** RECORDS FOR THIS TASK **
-----
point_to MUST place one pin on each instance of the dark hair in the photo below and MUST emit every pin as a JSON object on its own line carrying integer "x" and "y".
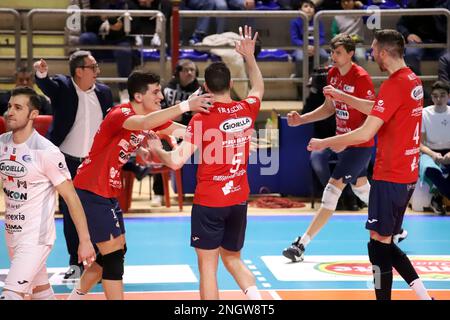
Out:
{"x": 392, "y": 41}
{"x": 343, "y": 39}
{"x": 440, "y": 85}
{"x": 76, "y": 60}
{"x": 217, "y": 77}
{"x": 138, "y": 82}
{"x": 180, "y": 66}
{"x": 21, "y": 69}
{"x": 34, "y": 100}
{"x": 310, "y": 2}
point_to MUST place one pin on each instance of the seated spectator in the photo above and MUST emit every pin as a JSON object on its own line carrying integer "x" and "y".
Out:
{"x": 297, "y": 38}
{"x": 24, "y": 77}
{"x": 110, "y": 31}
{"x": 352, "y": 25}
{"x": 434, "y": 163}
{"x": 423, "y": 29}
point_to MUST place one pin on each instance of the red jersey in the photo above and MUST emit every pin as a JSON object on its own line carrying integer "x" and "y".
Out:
{"x": 355, "y": 82}
{"x": 100, "y": 171}
{"x": 399, "y": 104}
{"x": 223, "y": 138}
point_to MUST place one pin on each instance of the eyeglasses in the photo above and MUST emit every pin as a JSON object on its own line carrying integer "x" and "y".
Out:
{"x": 94, "y": 67}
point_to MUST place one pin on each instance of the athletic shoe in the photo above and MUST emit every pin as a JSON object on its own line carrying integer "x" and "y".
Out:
{"x": 74, "y": 272}
{"x": 438, "y": 206}
{"x": 400, "y": 237}
{"x": 295, "y": 252}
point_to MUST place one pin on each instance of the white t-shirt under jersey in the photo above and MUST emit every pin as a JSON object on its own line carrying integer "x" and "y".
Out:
{"x": 436, "y": 126}
{"x": 29, "y": 172}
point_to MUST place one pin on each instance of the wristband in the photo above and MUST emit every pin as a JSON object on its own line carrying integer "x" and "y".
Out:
{"x": 184, "y": 106}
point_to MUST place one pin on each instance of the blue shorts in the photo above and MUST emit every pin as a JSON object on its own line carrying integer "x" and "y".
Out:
{"x": 387, "y": 204}
{"x": 104, "y": 216}
{"x": 214, "y": 227}
{"x": 352, "y": 164}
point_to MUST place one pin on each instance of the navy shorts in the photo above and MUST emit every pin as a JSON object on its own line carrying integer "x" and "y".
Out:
{"x": 387, "y": 204}
{"x": 352, "y": 164}
{"x": 214, "y": 227}
{"x": 103, "y": 215}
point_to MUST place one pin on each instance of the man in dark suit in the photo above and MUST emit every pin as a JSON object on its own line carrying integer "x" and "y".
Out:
{"x": 79, "y": 106}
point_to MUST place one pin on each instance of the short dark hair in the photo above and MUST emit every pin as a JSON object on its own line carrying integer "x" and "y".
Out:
{"x": 217, "y": 77}
{"x": 35, "y": 101}
{"x": 310, "y": 2}
{"x": 138, "y": 82}
{"x": 76, "y": 60}
{"x": 440, "y": 85}
{"x": 392, "y": 41}
{"x": 343, "y": 39}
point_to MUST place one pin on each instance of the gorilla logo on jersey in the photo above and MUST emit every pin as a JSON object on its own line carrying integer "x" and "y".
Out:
{"x": 236, "y": 125}
{"x": 417, "y": 93}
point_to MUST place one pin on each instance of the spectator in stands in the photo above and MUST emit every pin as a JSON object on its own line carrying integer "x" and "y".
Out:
{"x": 297, "y": 38}
{"x": 352, "y": 25}
{"x": 444, "y": 68}
{"x": 110, "y": 31}
{"x": 423, "y": 29}
{"x": 435, "y": 147}
{"x": 24, "y": 77}
{"x": 79, "y": 105}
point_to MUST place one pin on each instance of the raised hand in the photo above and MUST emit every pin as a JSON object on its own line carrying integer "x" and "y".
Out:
{"x": 246, "y": 46}
{"x": 200, "y": 103}
{"x": 294, "y": 119}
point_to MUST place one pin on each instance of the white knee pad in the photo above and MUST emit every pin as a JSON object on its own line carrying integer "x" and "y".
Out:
{"x": 331, "y": 195}
{"x": 362, "y": 192}
{"x": 10, "y": 295}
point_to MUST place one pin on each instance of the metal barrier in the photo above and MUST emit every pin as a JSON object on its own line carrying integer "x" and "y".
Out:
{"x": 127, "y": 14}
{"x": 16, "y": 45}
{"x": 257, "y": 14}
{"x": 385, "y": 13}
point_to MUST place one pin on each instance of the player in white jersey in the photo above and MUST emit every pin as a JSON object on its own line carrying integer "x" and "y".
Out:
{"x": 32, "y": 169}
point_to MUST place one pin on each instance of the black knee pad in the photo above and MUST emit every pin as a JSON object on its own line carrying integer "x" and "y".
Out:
{"x": 403, "y": 265}
{"x": 99, "y": 259}
{"x": 113, "y": 265}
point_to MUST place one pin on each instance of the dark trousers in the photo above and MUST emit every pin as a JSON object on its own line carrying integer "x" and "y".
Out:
{"x": 70, "y": 232}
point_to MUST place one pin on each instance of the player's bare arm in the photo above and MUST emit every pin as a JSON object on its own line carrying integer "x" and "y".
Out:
{"x": 362, "y": 105}
{"x": 246, "y": 48}
{"x": 174, "y": 159}
{"x": 154, "y": 119}
{"x": 86, "y": 252}
{"x": 364, "y": 133}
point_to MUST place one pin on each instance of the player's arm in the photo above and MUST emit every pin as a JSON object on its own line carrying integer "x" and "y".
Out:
{"x": 174, "y": 159}
{"x": 175, "y": 129}
{"x": 362, "y": 105}
{"x": 324, "y": 111}
{"x": 364, "y": 133}
{"x": 246, "y": 48}
{"x": 425, "y": 149}
{"x": 86, "y": 252}
{"x": 157, "y": 118}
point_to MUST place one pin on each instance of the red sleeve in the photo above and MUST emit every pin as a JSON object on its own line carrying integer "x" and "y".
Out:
{"x": 194, "y": 131}
{"x": 387, "y": 102}
{"x": 163, "y": 126}
{"x": 364, "y": 88}
{"x": 113, "y": 123}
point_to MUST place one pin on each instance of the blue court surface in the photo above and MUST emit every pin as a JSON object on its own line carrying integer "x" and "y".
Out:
{"x": 160, "y": 259}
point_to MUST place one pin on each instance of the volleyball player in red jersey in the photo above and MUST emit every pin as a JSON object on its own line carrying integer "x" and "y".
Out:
{"x": 98, "y": 181}
{"x": 219, "y": 212}
{"x": 353, "y": 162}
{"x": 396, "y": 116}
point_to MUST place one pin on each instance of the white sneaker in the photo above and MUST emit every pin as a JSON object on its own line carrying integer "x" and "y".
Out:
{"x": 124, "y": 97}
{"x": 156, "y": 201}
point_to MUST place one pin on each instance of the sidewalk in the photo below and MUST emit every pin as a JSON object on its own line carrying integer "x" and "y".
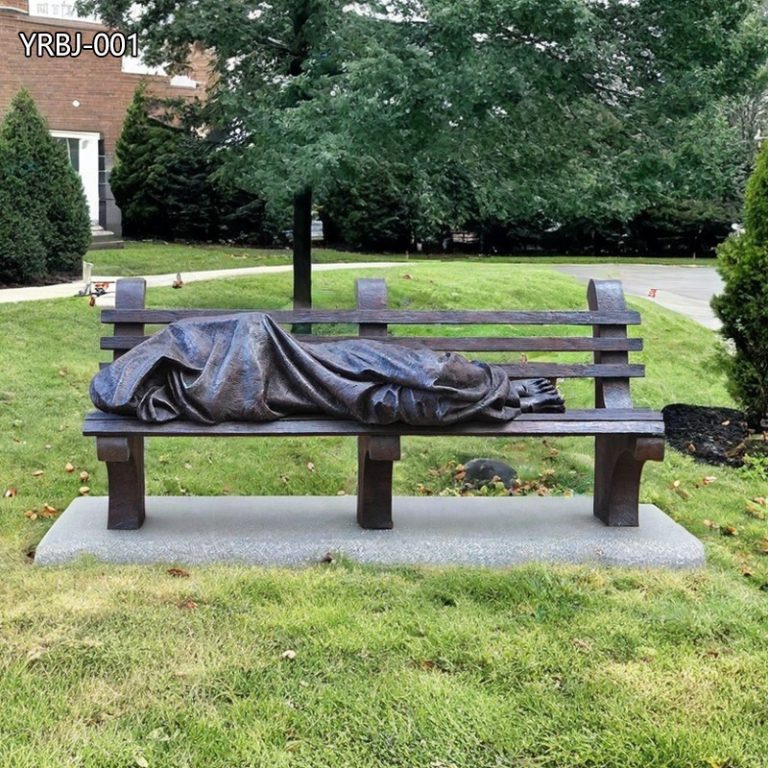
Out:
{"x": 682, "y": 289}
{"x": 42, "y": 292}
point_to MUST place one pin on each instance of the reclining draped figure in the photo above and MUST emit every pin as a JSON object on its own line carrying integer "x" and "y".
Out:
{"x": 245, "y": 367}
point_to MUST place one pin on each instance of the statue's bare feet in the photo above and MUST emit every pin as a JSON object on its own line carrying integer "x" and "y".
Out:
{"x": 539, "y": 395}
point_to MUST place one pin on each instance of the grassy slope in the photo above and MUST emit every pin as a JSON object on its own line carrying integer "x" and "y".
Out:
{"x": 151, "y": 258}
{"x": 104, "y": 666}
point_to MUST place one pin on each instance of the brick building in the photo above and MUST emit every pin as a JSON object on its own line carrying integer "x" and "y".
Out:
{"x": 83, "y": 97}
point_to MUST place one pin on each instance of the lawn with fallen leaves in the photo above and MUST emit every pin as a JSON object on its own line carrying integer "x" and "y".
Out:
{"x": 344, "y": 665}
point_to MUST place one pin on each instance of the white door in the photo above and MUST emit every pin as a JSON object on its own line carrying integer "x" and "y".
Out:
{"x": 83, "y": 151}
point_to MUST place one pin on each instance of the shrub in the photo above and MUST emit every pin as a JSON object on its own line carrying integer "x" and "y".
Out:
{"x": 742, "y": 307}
{"x": 44, "y": 222}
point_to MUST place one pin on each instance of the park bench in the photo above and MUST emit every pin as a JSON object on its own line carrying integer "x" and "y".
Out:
{"x": 625, "y": 437}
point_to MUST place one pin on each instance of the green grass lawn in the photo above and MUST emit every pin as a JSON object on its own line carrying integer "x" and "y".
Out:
{"x": 105, "y": 666}
{"x": 154, "y": 258}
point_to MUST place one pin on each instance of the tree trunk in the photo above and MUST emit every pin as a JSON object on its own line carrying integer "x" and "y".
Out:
{"x": 302, "y": 249}
{"x": 302, "y": 255}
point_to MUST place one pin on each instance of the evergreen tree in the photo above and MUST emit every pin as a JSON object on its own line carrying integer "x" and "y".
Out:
{"x": 742, "y": 307}
{"x": 139, "y": 178}
{"x": 45, "y": 225}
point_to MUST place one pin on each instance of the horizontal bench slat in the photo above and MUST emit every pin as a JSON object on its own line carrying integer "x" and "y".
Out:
{"x": 558, "y": 370}
{"x": 457, "y": 344}
{"x": 388, "y": 316}
{"x": 576, "y": 422}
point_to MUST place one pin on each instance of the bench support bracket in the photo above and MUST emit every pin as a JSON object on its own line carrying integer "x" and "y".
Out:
{"x": 619, "y": 461}
{"x": 125, "y": 473}
{"x": 376, "y": 456}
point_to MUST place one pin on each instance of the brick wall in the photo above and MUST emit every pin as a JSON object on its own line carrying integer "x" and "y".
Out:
{"x": 98, "y": 85}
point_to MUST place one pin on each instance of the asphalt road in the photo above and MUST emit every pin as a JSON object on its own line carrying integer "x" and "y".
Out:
{"x": 683, "y": 289}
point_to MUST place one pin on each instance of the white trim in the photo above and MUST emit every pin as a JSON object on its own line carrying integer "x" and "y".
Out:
{"x": 183, "y": 81}
{"x": 73, "y": 16}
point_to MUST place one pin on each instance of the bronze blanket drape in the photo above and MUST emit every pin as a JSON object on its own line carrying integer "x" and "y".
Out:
{"x": 247, "y": 368}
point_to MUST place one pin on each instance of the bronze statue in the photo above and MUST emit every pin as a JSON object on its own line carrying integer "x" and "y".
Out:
{"x": 245, "y": 367}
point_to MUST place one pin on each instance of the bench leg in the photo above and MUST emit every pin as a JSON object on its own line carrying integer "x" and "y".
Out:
{"x": 125, "y": 473}
{"x": 375, "y": 457}
{"x": 619, "y": 461}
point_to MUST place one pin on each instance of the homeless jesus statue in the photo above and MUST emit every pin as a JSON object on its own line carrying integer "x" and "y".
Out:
{"x": 245, "y": 367}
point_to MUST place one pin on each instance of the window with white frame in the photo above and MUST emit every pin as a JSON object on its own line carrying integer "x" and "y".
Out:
{"x": 59, "y": 9}
{"x": 135, "y": 65}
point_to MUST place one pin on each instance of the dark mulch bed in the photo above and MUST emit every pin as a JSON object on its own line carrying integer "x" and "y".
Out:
{"x": 712, "y": 435}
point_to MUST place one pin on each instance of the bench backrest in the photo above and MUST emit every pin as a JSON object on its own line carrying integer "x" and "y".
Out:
{"x": 607, "y": 316}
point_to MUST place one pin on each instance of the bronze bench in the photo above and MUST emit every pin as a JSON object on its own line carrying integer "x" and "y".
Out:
{"x": 625, "y": 437}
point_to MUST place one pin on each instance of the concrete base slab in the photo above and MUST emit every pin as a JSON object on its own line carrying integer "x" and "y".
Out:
{"x": 298, "y": 530}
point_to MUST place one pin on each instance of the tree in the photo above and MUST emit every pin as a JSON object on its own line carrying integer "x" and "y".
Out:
{"x": 165, "y": 178}
{"x": 45, "y": 226}
{"x": 555, "y": 109}
{"x": 742, "y": 307}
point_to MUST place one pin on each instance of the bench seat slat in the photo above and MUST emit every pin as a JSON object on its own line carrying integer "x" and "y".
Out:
{"x": 458, "y": 344}
{"x": 388, "y": 316}
{"x": 576, "y": 422}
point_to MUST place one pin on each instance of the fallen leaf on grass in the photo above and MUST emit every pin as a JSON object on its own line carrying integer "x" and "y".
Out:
{"x": 754, "y": 511}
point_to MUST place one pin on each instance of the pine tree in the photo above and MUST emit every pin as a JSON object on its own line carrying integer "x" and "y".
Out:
{"x": 742, "y": 262}
{"x": 44, "y": 222}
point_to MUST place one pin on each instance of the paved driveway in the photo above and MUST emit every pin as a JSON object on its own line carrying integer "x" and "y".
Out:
{"x": 683, "y": 289}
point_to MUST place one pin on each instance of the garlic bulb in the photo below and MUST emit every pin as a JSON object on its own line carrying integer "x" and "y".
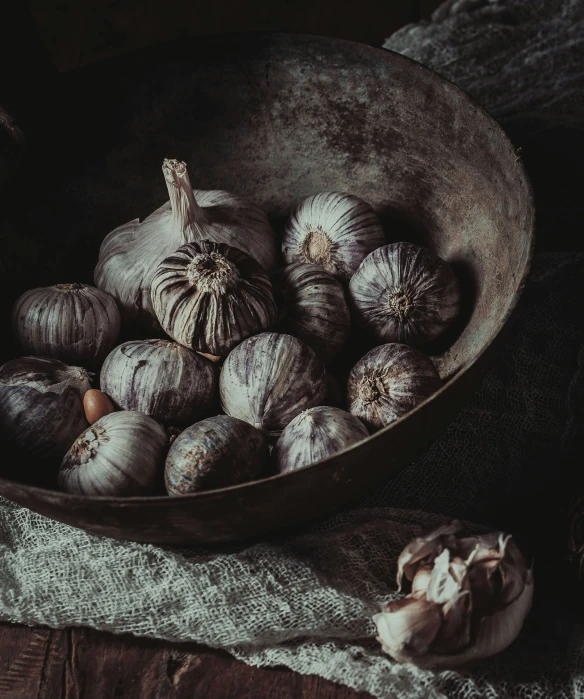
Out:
{"x": 470, "y": 596}
{"x": 215, "y": 453}
{"x": 162, "y": 379}
{"x": 334, "y": 230}
{"x": 75, "y": 323}
{"x": 405, "y": 293}
{"x": 130, "y": 254}
{"x": 315, "y": 434}
{"x": 269, "y": 379}
{"x": 121, "y": 454}
{"x": 312, "y": 307}
{"x": 388, "y": 382}
{"x": 210, "y": 297}
{"x": 41, "y": 405}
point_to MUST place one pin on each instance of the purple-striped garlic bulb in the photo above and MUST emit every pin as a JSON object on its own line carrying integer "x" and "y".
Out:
{"x": 211, "y": 296}
{"x": 334, "y": 230}
{"x": 388, "y": 382}
{"x": 269, "y": 379}
{"x": 405, "y": 293}
{"x": 130, "y": 254}
{"x": 312, "y": 307}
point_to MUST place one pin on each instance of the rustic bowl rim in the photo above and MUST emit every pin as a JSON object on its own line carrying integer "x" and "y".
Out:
{"x": 165, "y": 499}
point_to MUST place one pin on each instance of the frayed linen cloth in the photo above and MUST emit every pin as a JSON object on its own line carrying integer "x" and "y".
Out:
{"x": 305, "y": 601}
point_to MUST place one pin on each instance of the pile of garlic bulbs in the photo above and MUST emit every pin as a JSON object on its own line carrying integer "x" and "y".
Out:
{"x": 214, "y": 346}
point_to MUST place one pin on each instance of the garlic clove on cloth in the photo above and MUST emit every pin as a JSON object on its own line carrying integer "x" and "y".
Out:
{"x": 334, "y": 230}
{"x": 452, "y": 616}
{"x": 130, "y": 254}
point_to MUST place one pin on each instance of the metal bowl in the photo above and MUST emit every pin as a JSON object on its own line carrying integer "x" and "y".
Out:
{"x": 274, "y": 117}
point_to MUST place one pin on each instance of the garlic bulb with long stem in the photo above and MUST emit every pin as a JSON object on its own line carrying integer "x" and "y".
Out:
{"x": 469, "y": 598}
{"x": 162, "y": 379}
{"x": 334, "y": 230}
{"x": 315, "y": 434}
{"x": 130, "y": 254}
{"x": 405, "y": 293}
{"x": 217, "y": 452}
{"x": 388, "y": 382}
{"x": 75, "y": 323}
{"x": 312, "y": 307}
{"x": 119, "y": 455}
{"x": 41, "y": 405}
{"x": 269, "y": 379}
{"x": 211, "y": 296}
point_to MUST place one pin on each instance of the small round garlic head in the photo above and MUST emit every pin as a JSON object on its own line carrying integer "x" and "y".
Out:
{"x": 269, "y": 379}
{"x": 217, "y": 452}
{"x": 121, "y": 454}
{"x": 75, "y": 323}
{"x": 162, "y": 379}
{"x": 316, "y": 434}
{"x": 388, "y": 382}
{"x": 210, "y": 296}
{"x": 333, "y": 230}
{"x": 312, "y": 307}
{"x": 405, "y": 293}
{"x": 41, "y": 405}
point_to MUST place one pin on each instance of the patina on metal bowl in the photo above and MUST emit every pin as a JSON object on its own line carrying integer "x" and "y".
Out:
{"x": 274, "y": 117}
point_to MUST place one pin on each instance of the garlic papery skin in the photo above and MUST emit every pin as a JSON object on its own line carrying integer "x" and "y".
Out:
{"x": 312, "y": 307}
{"x": 121, "y": 454}
{"x": 162, "y": 379}
{"x": 388, "y": 382}
{"x": 130, "y": 254}
{"x": 217, "y": 452}
{"x": 210, "y": 296}
{"x": 41, "y": 405}
{"x": 475, "y": 595}
{"x": 334, "y": 230}
{"x": 315, "y": 434}
{"x": 75, "y": 323}
{"x": 269, "y": 379}
{"x": 405, "y": 293}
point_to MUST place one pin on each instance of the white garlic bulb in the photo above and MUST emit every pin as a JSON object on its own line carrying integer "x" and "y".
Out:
{"x": 119, "y": 455}
{"x": 312, "y": 307}
{"x": 470, "y": 596}
{"x": 388, "y": 382}
{"x": 218, "y": 452}
{"x": 334, "y": 230}
{"x": 130, "y": 254}
{"x": 41, "y": 405}
{"x": 315, "y": 434}
{"x": 211, "y": 296}
{"x": 405, "y": 293}
{"x": 269, "y": 379}
{"x": 162, "y": 379}
{"x": 75, "y": 323}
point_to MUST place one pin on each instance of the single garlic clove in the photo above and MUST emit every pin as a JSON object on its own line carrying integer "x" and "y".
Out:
{"x": 209, "y": 297}
{"x": 269, "y": 379}
{"x": 334, "y": 230}
{"x": 316, "y": 434}
{"x": 96, "y": 404}
{"x": 130, "y": 254}
{"x": 217, "y": 452}
{"x": 75, "y": 323}
{"x": 388, "y": 382}
{"x": 120, "y": 455}
{"x": 162, "y": 379}
{"x": 405, "y": 293}
{"x": 312, "y": 307}
{"x": 41, "y": 405}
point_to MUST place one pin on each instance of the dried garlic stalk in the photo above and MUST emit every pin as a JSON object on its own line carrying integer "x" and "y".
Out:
{"x": 469, "y": 597}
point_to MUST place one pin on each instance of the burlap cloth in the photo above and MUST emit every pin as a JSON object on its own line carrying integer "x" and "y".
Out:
{"x": 306, "y": 601}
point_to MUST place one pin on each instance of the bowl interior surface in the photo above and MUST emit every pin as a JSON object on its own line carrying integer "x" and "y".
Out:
{"x": 276, "y": 118}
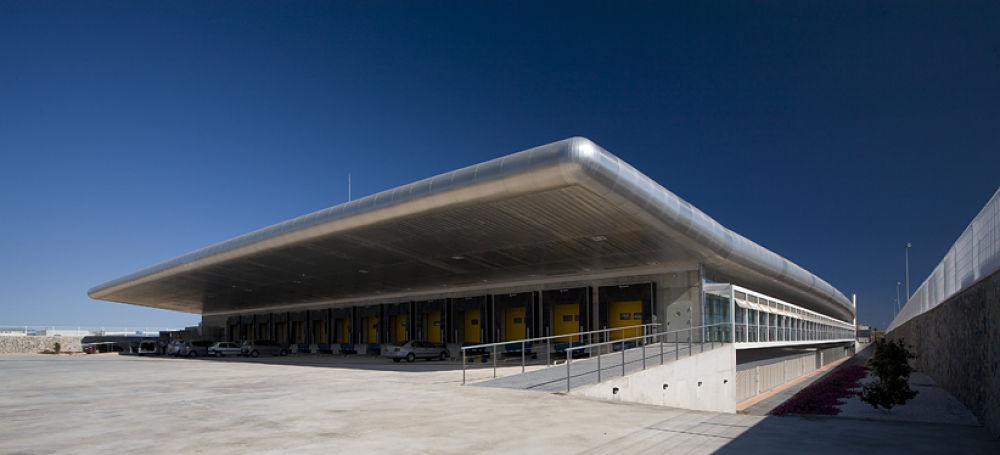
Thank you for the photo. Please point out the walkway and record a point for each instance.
(584, 371)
-----
** WHAT NEEDS TO BE DONE **
Write down exactly the lines running from the line with "point_to MUST place one pin on each instance of the dried" through the end of the material, both ends included, and none of the pictures.

** EXERCISE RESPONSE **
point_to MUST place one pin on each instance of the dried garlic stalk in the photo above and MUST emit every pin as a JSON object on its own line carrying integer "x" and "y".
Out:
{"x": 469, "y": 597}
point_to MUST place one pin on each instance of the burlap cloth in the photo above and MUST emit every pin as a JSON object on its own line carrying integer "x" and "y".
Out:
{"x": 306, "y": 601}
point_to MUST place one pin on each instance of the bowl interior surface in the photo above and MUST emit every pin as a JSON object on its own line carrying integer "x" and "y".
Out:
{"x": 276, "y": 118}
Thank you for the photo. Please point out the walkway and record a point for each instance.
(584, 371)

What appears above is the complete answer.